§ Activity
Your response should be every line of the data, written out exactly.

(Collected data)

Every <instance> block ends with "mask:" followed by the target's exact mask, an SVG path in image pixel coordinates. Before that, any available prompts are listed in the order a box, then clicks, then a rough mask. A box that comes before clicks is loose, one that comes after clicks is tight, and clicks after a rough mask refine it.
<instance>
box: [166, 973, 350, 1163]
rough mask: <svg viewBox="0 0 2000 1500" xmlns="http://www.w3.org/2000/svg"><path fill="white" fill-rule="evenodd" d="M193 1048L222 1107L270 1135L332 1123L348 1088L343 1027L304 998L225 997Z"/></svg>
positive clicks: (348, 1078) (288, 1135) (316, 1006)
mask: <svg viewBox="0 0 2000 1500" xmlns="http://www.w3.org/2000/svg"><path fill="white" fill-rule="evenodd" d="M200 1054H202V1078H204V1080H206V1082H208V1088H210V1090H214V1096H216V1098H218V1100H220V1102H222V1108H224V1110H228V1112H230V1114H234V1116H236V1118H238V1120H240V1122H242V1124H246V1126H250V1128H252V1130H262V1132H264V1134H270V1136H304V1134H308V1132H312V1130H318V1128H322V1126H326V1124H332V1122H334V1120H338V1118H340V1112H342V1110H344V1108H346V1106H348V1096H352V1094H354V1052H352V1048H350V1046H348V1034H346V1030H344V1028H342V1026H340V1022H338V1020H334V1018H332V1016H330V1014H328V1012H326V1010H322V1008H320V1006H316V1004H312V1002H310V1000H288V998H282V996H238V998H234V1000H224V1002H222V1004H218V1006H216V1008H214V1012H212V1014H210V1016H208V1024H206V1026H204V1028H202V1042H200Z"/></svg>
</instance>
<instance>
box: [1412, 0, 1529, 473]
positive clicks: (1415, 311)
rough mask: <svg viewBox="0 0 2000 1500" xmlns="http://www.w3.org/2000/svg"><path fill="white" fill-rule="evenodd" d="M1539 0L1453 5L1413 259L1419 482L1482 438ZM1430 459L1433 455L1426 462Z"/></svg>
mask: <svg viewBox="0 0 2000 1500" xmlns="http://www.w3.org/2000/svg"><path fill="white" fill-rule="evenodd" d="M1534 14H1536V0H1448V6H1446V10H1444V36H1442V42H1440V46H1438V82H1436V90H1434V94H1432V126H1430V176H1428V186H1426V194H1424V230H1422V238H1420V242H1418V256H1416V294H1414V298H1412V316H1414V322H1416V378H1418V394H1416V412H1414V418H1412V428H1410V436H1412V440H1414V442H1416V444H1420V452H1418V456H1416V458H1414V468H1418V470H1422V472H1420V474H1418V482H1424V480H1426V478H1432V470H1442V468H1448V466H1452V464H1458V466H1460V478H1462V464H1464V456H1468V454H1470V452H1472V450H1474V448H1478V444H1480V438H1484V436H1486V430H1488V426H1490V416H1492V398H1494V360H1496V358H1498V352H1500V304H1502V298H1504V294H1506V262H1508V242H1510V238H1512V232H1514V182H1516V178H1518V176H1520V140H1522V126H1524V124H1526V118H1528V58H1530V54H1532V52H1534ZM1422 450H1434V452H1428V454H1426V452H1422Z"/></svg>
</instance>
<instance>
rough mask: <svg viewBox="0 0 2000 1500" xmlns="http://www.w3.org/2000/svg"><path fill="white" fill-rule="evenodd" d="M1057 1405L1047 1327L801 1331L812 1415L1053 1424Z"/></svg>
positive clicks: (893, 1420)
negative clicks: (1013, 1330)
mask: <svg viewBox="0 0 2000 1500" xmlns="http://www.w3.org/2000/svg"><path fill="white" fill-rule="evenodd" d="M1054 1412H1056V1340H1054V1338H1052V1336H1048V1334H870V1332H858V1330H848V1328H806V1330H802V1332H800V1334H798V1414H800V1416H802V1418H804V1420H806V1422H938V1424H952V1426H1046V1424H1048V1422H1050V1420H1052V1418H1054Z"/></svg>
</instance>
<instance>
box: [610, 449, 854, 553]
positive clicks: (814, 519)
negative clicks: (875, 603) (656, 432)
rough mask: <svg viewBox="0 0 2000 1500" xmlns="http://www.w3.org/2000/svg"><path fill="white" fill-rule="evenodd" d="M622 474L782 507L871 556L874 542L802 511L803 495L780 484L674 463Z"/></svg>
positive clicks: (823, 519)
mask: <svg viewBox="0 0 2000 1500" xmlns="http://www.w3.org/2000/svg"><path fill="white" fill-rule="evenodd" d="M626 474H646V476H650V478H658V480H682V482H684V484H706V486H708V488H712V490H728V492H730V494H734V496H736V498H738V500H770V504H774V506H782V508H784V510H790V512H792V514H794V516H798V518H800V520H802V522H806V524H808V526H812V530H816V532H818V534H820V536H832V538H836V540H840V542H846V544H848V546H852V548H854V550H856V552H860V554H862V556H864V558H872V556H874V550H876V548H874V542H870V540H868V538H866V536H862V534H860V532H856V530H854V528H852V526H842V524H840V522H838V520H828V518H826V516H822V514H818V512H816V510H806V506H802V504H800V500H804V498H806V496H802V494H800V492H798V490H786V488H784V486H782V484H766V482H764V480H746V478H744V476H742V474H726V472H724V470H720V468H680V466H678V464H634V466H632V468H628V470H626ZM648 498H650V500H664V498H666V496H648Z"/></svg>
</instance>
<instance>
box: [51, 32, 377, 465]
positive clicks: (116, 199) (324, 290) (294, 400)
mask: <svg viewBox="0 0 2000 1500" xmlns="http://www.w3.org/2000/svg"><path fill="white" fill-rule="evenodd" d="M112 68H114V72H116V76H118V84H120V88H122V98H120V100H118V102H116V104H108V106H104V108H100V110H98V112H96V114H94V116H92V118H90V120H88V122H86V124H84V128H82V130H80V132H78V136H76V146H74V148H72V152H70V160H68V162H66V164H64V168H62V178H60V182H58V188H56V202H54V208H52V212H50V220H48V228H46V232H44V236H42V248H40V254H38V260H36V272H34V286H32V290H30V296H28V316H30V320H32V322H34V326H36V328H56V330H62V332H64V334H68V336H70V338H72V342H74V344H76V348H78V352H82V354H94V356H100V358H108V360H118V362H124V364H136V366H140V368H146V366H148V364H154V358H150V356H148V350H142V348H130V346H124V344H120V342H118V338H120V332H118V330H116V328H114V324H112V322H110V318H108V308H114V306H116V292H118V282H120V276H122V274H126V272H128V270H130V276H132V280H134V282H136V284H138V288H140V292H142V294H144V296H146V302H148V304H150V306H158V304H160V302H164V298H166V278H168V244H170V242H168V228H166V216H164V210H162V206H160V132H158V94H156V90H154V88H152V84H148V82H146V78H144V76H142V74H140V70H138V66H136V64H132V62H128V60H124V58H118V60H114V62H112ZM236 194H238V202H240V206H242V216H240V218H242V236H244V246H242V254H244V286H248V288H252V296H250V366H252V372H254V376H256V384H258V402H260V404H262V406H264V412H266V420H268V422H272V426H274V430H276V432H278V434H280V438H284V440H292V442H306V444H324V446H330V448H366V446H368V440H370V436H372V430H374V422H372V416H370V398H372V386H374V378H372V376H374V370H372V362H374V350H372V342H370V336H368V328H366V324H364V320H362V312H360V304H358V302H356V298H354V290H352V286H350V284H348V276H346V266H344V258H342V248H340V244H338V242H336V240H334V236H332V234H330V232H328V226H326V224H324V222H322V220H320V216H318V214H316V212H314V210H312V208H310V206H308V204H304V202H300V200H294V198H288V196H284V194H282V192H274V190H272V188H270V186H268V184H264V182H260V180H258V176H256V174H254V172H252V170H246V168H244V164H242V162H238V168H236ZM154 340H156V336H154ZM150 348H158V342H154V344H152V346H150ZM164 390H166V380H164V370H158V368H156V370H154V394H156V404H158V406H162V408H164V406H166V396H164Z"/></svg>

§ Answer to this problem
Every <instance> block ends with "mask:" followed by the target's exact mask, an SVG path in image pixel coordinates. Before that, any available prompts are listed in the order a box, then clicks, then a rough mask. A box that comes before clicks is loose, one that comes after clicks is tight, and clicks after a rough mask refine it.
<instance>
box: [166, 973, 350, 1163]
rough mask: <svg viewBox="0 0 2000 1500" xmlns="http://www.w3.org/2000/svg"><path fill="white" fill-rule="evenodd" d="M193 1048L222 1107L270 1135L332 1123L348 1088L343 1027L304 998L225 997Z"/></svg>
positive clicks: (348, 1078) (288, 1135) (316, 1006)
mask: <svg viewBox="0 0 2000 1500" xmlns="http://www.w3.org/2000/svg"><path fill="white" fill-rule="evenodd" d="M200 1054H202V1078H204V1080H206V1082H208V1088H210V1090H214V1096H216V1098H218V1100H220V1102H222V1108H224V1110H228V1112H230V1114H234V1116H236V1118H238V1120H240V1122H242V1124H246V1126H250V1128H252V1130H262V1132H264V1134H270V1136H304V1134H308V1132H312V1130H318V1128H322V1126H326V1124H332V1122H334V1120H338V1118H340V1112H342V1110H344V1108H346V1106H348V1096H352V1094H354V1052H352V1048H350V1046H348V1034H346V1030H344V1028H342V1026H340V1022H338V1020H334V1018H332V1016H330V1014H328V1012H326V1010H322V1008H320V1006H316V1004H312V1002H310V1000H288V998H282V996H238V998H234V1000H224V1002H222V1004H218V1006H216V1008H214V1012H212V1014H210V1016H208V1024H206V1026H204V1028H202V1042H200Z"/></svg>
</instance>
<instance>
box: [1412, 0, 1529, 473]
positive clicks: (1415, 311)
rough mask: <svg viewBox="0 0 2000 1500" xmlns="http://www.w3.org/2000/svg"><path fill="white" fill-rule="evenodd" d="M1539 0L1453 5L1413 259L1419 482L1482 438ZM1430 459L1433 455L1426 462Z"/></svg>
mask: <svg viewBox="0 0 2000 1500" xmlns="http://www.w3.org/2000/svg"><path fill="white" fill-rule="evenodd" d="M1534 14H1536V0H1448V6H1446V10H1444V36H1442V42H1440V46H1438V82H1436V90H1434V94H1432V126H1430V176H1428V186H1426V194H1424V230H1422V238H1420V242H1418V256H1416V294H1414V298H1412V316H1414V322H1416V378H1418V394H1416V412H1414V418H1412V428H1410V436H1412V440H1414V442H1416V444H1420V452H1418V456H1416V458H1414V468H1418V470H1422V472H1420V474H1418V482H1424V480H1426V478H1432V470H1442V468H1448V466H1452V464H1458V466H1460V478H1462V464H1464V456H1468V454H1470V452H1472V450H1474V448H1478V444H1480V438H1484V436H1486V430H1488V426H1490V416H1492V398H1494V360H1496V358H1498V352H1500V304H1502V298H1504V294H1506V262H1508V242H1510V238H1512V232H1514V182H1516V178H1518V176H1520V140H1522V126H1524V124H1526V118H1528V58H1530V54H1532V52H1534ZM1422 450H1434V452H1428V454H1426V452H1422Z"/></svg>
</instance>
<instance>
rough mask: <svg viewBox="0 0 2000 1500" xmlns="http://www.w3.org/2000/svg"><path fill="white" fill-rule="evenodd" d="M1057 1405L1047 1327L801 1331L812 1415L1053 1424Z"/></svg>
positive clicks: (893, 1420)
negative clicks: (1013, 1330)
mask: <svg viewBox="0 0 2000 1500" xmlns="http://www.w3.org/2000/svg"><path fill="white" fill-rule="evenodd" d="M1054 1412H1056V1340H1054V1338H1052V1336H1048V1334H870V1332H858V1330H848V1328H806V1330H802V1332H800V1334H798V1414H800V1416H802V1418H804V1420H806V1422H938V1424H952V1426H1046V1424H1048V1422H1050V1420H1052V1418H1054Z"/></svg>
</instance>
<instance>
box: [610, 449, 854, 553]
positive clicks: (814, 519)
negative clicks: (875, 603) (656, 432)
rough mask: <svg viewBox="0 0 2000 1500" xmlns="http://www.w3.org/2000/svg"><path fill="white" fill-rule="evenodd" d="M622 474L782 507L871 556L874 542L802 511L803 495L780 484L674 463Z"/></svg>
positive clicks: (823, 519)
mask: <svg viewBox="0 0 2000 1500" xmlns="http://www.w3.org/2000/svg"><path fill="white" fill-rule="evenodd" d="M626 474H646V476H650V478H658V480H682V482H684V484H706V486H708V488H712V490H728V492H730V494H734V496H736V498H738V500H770V504H774V506H782V508H784V510H790V512H792V514H794V516H798V518H800V520H802V522H806V524H808V526H812V530H816V532H818V534H820V536H832V538H836V540H840V542H846V544H848V546H852V548H854V550H856V552H860V554H862V556H864V558H872V556H874V550H876V548H874V542H870V540H868V538H866V536H862V534H860V532H856V530H854V528H852V526H842V524H840V522H838V520H828V518H826V516H822V514H818V512H816V510H806V506H802V504H800V500H804V498H806V496H802V494H800V492H798V490H786V488H784V486H782V484H766V482H764V480H746V478H744V476H742V474H726V472H724V470H720V468H680V466H678V464H634V466H632V468H628V470H626ZM648 498H650V500H664V498H666V496H648Z"/></svg>
</instance>
<instance>
box: [51, 32, 377, 465]
positive clicks: (116, 199) (324, 290) (294, 400)
mask: <svg viewBox="0 0 2000 1500" xmlns="http://www.w3.org/2000/svg"><path fill="white" fill-rule="evenodd" d="M112 68H114V72H116V76H118V84H120V88H122V98H120V100H118V102H116V104H108V106H104V108H100V110H98V112H96V114H94V116H92V118H90V120H88V122H86V124H84V128H82V130H80V132H78V136H76V146H74V148H72V152H70V160H68V162H66V164H64V168H62V178H60V182H58V188H56V202H54V208H52V212H50V220H48V228H46V232H44V236H42V248H40V254H38V260H36V272H34V286H32V290H30V296H28V316H30V320H32V322H34V326H36V328H56V330H62V332H64V334H68V336H70V338H72V342H74V344H76V348H78V352H82V354H94V356H100V358H108V360H118V362H124V364H136V366H140V368H146V366H148V364H154V358H150V356H148V350H142V348H130V346H124V344H120V342H118V338H120V332H118V330H116V328H114V324H112V322H110V318H108V308H114V306H116V292H118V282H120V276H122V274H126V272H128V270H130V276H132V280H134V282H136V284H138V288H140V292H142V294H144V296H146V302H148V304H150V306H158V304H160V302H164V298H166V278H168V244H170V242H168V228H166V216H164V210H162V206H160V132H158V94H156V90H154V88H152V84H148V82H146V78H144V76H142V74H140V70H138V66H136V64H132V62H128V60H124V58H118V60H114V62H112ZM236 194H238V202H240V206H242V216H240V218H242V236H244V246H242V254H244V286H248V288H252V296H250V366H252V372H254V376H256V384H258V402H260V404H262V406H264V412H266V420H268V422H272V426H274V430H276V432H278V434H280V438H284V440H292V442H306V444H324V446H330V448H366V446H368V440H370V436H372V430H374V422H372V416H370V398H372V386H374V378H372V376H374V370H372V362H374V350H372V342H370V336H368V328H366V324H364V320H362V312H360V304H358V302H356V298H354V290H352V286H350V284H348V276H346V266H344V258H342V248H340V244H338V242H336V240H334V236H332V234H330V232H328V226H326V224H324V222H322V220H320V216H318V214H316V212H314V210H312V208H310V206H308V204H304V202H300V200H294V198H288V196H284V194H282V192H274V190H272V188H270V186H268V184H264V182H260V180H258V176H256V174H254V172H252V170H246V168H244V164H242V162H238V168H236ZM154 340H156V336H154ZM150 348H158V342H154V344H152V346H150ZM164 390H166V380H164V370H158V368H156V370H154V394H156V404H158V406H162V408H164V406H166V396H164Z"/></svg>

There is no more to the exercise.